World Health Day: Antiseptic soaps, hygiene and healthy living in Nigeria

Grace is jolted from her much-desired sleep by the cry of her four-year-old son. She dashes to where he had been laid to sleep after spending the entire night visiting the toilet, stooling.

James, Daniel’s father, returns from work tired, head banging from needless honking by impatient drivers rushing home after the day’s work. He meets his wife wiping sweat from his little son’s face and was informed that the boy hadn’t stopped stooling since he ate bread in the morning.

Daniel’s discomfort doesn’t end within the rough walls of their rented house’s public toilet, he has been feeling severe pain from abdominal cramps too.

“What have you given him?” James asks, and his question is met with his wife’s response of “I don’t know, I have given him palm oil and paracetamol.”

It is 11:17 pm. The worried parents agree to call a family nurse first thing in the morning.

By morning, Daniel’s condition has worsened. There is now a trace of blood in his watery stool. The jittery parents call the Nurse. “Ha, it must be diarrhea,” Nurse Yinka screams. “You have to get him to the hospital now!”

The importance of good health can’t be overstated, particularly considering the below par healthcare system being run by the Nigerian government. And courtesy of unhygienic environments in many areas across the country, hundreds of millions of Nigerians continue to find themselves at the mercy of communicable, life-threatening diseases.

Despite being very aware of the government’s shortcomings in providing standard healthcare system, many Nigerians go about daily without paying attention to some of the things that could keep them and their families out of the four walls of the hospital.

◆ Exercises
[a] In the article on hygiene in Nigeria, what had Grace given her son before the nurse was called?
[b] Please resume the article on hygiene in Nigeria, picking up right after its final sentence.

◆ Input data
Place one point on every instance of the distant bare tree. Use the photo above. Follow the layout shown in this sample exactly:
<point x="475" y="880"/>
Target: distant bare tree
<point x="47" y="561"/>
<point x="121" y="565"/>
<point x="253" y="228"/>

◆ Outputs in order
[a] Palm oil and paracetamol.

[b]
Many others ignorantly engage in unhygienic activities that put others at risk, such as open defecation. Those persons also refuse to properly clean up after doing their business. Worse still, they then go about touching, shaking and giving others food items with their unwashed hands.

In Nigeria the prevalence rate of diarrhea is 18.8%, accounting for an estimated 150,000 deaths yearly amongst children under five due to poor hygienic and sanitary practices, UNICEF report stated.

But simple hygienic habits, such as hand washing with soap, are enough to reduce the risk of being infected by bacterial diseases. In fact, proper hand washing with soap combined with the use of clean drinking water is estimated to reduce diarrheal diseases by up to 48 percent.

Thorough hand washing with antiseptic soaps while carrying out domestic chores around the house, before dishing food, after visiting the toilet, after returning home from work or after coming in contact with a sick person, are effective ways to prevent getting infected.

It is high time Nigerians pay attention to their health by imbibing the culture of hygienic practices during their everyday activities.

Taefeek Bankole,

Abuja.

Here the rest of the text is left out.